|
Exploring Linux Part 16
by Alan German
OPCUG
members will be well aware of my penchant for all things
backup, and will likely have noted my recent discovery of
QuickShadow, a Windows' utility, that offers real-time
file backup from a source to a target disk drive. Having
found this to be a really useful package for continually
backing up all of my data files when working in Windows,
I turned my mind to see if the same sort of functionality
was available in the Linux world. After all, why should
Windows' users have all the fun?
My web searches initially located two sorts of products.
Firstly, there was a motley assortment of unfinished, and
seemingly-abandoned, open-source applications that did
not look at all promising. Secondly, there were several
server-based solutions that appeared to be overly
complicated to implement. However, I persevered, using
several different search terms, and scanning a number of
different web sites, until I came across a reference to
the inotify feature that is present in recent
Linux kernels. Inotify monitors disk activity and, in
particular, flags when files are written to disk or
deleted. A little more searching located a package that
combines inotify's file event monitoring with the rsync
file synchronization utility in order to provide the
real-time file backup capability that I was seeking.
The software, named inosync, is actually a Python script,
effectively provided as open-source code, by the author,
Benedikt Böhm from Germany (http://bb.xnull.de/).
The bad news was that I had absolutely no knowledge of
the Python scripting language. The good news was that
Benedikt had provided a set of files that, with just a
little simple tweaking, could be customized for any
end-user's system. Furthermore, not only is inosync
available in Ubuntu's software repositories, and so can
be downloaded and installed from the Ubuntu Software
Centre, recent versions of Ubuntu come with Python
pre-installed so that the scripts can be used
immediately.

GIVEN PROBLEM A:
Update the records, starting with the line with "of the football" and going on through the end of the records. Replace "locate" with "find" and leave everything else unchanged.

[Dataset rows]
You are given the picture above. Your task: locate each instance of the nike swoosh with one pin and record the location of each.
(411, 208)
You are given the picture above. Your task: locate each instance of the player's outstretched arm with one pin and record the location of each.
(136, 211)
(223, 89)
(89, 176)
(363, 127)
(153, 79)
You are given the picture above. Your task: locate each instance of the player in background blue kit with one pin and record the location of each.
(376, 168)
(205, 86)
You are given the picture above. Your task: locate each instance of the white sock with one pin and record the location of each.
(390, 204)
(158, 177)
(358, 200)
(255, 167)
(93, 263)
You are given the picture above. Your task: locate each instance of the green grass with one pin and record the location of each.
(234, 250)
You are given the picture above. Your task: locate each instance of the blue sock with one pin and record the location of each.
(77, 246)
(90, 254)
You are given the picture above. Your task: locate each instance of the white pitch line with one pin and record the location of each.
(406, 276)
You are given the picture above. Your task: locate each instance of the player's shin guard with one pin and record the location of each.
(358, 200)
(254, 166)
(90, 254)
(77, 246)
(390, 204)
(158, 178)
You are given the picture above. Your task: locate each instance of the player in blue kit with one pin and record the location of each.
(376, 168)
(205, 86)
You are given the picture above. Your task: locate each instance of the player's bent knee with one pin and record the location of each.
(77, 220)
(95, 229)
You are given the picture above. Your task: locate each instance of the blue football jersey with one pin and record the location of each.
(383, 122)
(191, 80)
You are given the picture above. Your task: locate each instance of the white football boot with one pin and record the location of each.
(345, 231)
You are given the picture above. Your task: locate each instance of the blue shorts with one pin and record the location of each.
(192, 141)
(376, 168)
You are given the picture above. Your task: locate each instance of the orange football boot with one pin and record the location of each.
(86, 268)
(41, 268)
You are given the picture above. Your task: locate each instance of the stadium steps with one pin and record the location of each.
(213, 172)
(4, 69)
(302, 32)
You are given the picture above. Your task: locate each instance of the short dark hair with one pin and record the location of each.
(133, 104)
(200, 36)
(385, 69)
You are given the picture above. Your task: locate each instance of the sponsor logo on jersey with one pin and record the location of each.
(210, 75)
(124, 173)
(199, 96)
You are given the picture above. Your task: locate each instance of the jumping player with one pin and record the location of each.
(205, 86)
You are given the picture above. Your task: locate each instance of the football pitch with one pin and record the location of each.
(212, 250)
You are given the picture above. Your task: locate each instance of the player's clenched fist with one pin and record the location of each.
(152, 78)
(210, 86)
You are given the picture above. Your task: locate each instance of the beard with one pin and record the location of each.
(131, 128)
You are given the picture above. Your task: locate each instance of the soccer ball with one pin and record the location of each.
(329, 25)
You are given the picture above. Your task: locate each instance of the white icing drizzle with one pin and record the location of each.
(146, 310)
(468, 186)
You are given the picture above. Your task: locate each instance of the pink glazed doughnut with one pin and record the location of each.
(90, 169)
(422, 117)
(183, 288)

GIVEN PROBLEM B:
Repeat word for word the passage of the Linux backup article starting with "Firstly, there was" and going on through "I was seeking.".

FULL OUTPUT A:
You are given the picture above. Your task: find each instance of the football pitch with one pin and record the location of each.
(212, 250)
You are given the picture above. Your task: find each instance of the player's clenched fist with one pin and record the location of each.
(152, 78)
(210, 86)
You are given the picture above. Your task: find each instance of the beard with one pin and record the location of each.
(131, 128)
You are given the picture above. Your task: find each instance of the soccer ball with one pin and record the location of each.
(329, 25)
You are given the picture above. Your task: find each instance of the white icing drizzle with one pin and record the location of each.
(146, 310)
(468, 186)
You are given the picture above. Your task: find each instance of the pink glazed doughnut with one pin and record the location of each.
(90, 169)
(422, 117)
(183, 288)

FULL OUTPUT B:
Firstly, there was a motley assortment of unfinished, and
seemingly-abandoned, open-source applications that did
not look at all promising. Secondly, there were several
server-based solutions that appeared to be overly
complicated to implement. However, I persevered, using
several different search terms, and scanning a number of
different web sites, until I came across a reference to
the inotify feature that is present in recent
Linux kernels. Inotify monitors disk activity and, in
particular, flags when files are written to disk or
deleted. A little more searching located a package that
combines inotify's file event monitoring with the rsync
file synchronization utility in order to provide the
real-time file backup capability that I was seeking.